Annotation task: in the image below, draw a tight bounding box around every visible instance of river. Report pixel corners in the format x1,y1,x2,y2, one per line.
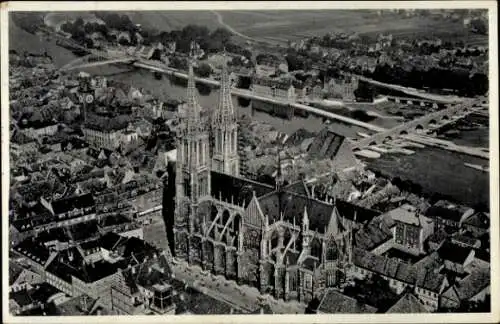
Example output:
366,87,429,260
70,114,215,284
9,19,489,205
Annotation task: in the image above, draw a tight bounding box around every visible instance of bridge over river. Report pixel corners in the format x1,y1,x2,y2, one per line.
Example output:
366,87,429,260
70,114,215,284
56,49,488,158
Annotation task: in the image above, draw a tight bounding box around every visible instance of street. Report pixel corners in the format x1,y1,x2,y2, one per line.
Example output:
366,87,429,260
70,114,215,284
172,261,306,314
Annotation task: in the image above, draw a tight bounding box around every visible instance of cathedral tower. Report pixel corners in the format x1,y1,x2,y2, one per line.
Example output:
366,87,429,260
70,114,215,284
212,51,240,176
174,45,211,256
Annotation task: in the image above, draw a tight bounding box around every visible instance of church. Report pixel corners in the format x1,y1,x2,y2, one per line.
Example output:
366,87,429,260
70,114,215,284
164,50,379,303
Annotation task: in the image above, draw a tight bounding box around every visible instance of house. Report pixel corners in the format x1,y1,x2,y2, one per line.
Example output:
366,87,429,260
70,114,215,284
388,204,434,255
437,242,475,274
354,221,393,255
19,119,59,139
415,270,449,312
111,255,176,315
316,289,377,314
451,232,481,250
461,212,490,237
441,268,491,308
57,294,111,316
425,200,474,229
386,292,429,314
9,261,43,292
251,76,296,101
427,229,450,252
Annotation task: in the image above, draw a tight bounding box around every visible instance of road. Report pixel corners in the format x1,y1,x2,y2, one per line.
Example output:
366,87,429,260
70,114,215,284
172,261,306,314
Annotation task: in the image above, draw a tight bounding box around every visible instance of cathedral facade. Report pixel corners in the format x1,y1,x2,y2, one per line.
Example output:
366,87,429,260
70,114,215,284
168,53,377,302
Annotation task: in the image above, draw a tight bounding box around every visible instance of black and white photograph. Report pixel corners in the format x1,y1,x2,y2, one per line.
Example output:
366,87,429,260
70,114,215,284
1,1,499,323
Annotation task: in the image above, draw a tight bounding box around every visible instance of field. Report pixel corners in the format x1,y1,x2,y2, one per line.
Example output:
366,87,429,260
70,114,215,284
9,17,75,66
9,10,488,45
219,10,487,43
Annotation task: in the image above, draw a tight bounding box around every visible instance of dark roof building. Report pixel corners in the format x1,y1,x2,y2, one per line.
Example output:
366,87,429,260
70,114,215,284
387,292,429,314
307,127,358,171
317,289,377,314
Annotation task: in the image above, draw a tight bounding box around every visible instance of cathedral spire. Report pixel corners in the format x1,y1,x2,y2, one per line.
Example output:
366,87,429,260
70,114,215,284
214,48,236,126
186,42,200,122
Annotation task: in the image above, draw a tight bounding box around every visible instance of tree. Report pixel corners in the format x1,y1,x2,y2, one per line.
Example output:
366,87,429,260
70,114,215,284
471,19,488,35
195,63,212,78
○ ○ ○
BRIEF: Copy every item above word for word, with the picture omitted from your copy.

PROBLEM SOLUTION:
Annotation task: in the image below, draw a tight bounding box around every visible instance of river. Report pixel corners in the format x1,y1,x2,y2, one per line.
Example output:
366,87,429,260
70,114,215,284
9,19,489,205
Annotation task: in the image above, draw a tight bounding box around every visible instance of bridge over river. Report pixel corners in the format x1,y1,x2,y2, one per line.
Example output:
366,87,429,260
70,114,215,284
56,49,488,158
Annotation task: in the image above, draw a tight bounding box around every visible instance of street. Report pixel corners in the format x1,y1,x2,y2, one per line.
Example output:
366,87,429,260
70,114,215,284
172,261,306,314
Annotation task: in the image above, draw a tight bounding box around every visible instance of cathedral tower. Report pixel corners in the format x1,y1,x2,y2, one per line.
Example output:
366,87,429,260
70,114,215,284
212,51,240,176
174,45,211,256
Annotation task: in the image above, draw a tight bounding box around every visible instance of church. Report pixel corners in the format x1,y1,x2,y2, one per line.
Example output:
366,87,429,260
70,114,215,284
164,50,379,303
Annotation task: in the image above, draw a tight bounding box around every visible instance of house. Report pixel corners in the format x1,y1,x2,y2, one per line.
Example output:
366,87,429,260
70,114,215,284
388,204,434,255
437,242,475,274
354,221,393,255
19,119,59,139
415,270,449,312
111,255,176,315
316,289,377,314
451,232,481,250
461,212,490,237
441,268,491,308
57,294,111,316
425,200,474,229
386,292,429,314
9,261,43,292
251,76,296,101
427,229,450,252
Annotation task: in the image above, draw a tight bounding box around every visible instance of road. Report pixel corners in the format x1,y1,x2,y2, one per line.
Example output:
366,87,429,260
70,114,215,284
172,261,306,314
Annotation task: in the image above, draw a tight bounding box around every visible instance of cathedral facade. Report pixel corners in the format x1,y1,x2,y2, one per line.
Example output:
366,87,429,260
70,114,215,284
168,53,377,302
Annotation task: in the image above, draw a tight bounding box around every visible instance of black and white photograph. Report pixel corners in the format x1,y1,x2,y2, one per line.
Example output:
366,87,429,260
70,114,215,284
1,1,499,323
Annotation task: in the image above, draw a tight bounding box around every visible instance of field. Report pixel corners in the format x1,y1,x2,y2, one per line.
Example output:
366,87,429,260
70,114,215,284
9,17,75,66
9,10,488,45
219,10,487,43
Annotation task: in the image above, draw a tight bounding box around every visible instance of dark roof building. Report pixel corners in the format x1,y1,x2,y2, one per line.
Example output:
366,87,429,260
70,114,215,284
387,292,429,314
307,127,358,171
317,289,377,314
Annotation task: in the image above, draw a tight bounding box around every visible instance of cathedral spire. Report pixel corners in the format x1,y1,x2,y2, one per line.
Example output:
366,87,429,260
70,114,215,284
214,48,236,126
186,42,200,122
Annotation task: in the image above, draw a tight bounding box around every visible instance of tree. Report pixel corners in the format x1,y1,x2,y2, one per line.
Example output:
366,87,429,260
70,114,215,284
471,19,488,35
195,63,212,78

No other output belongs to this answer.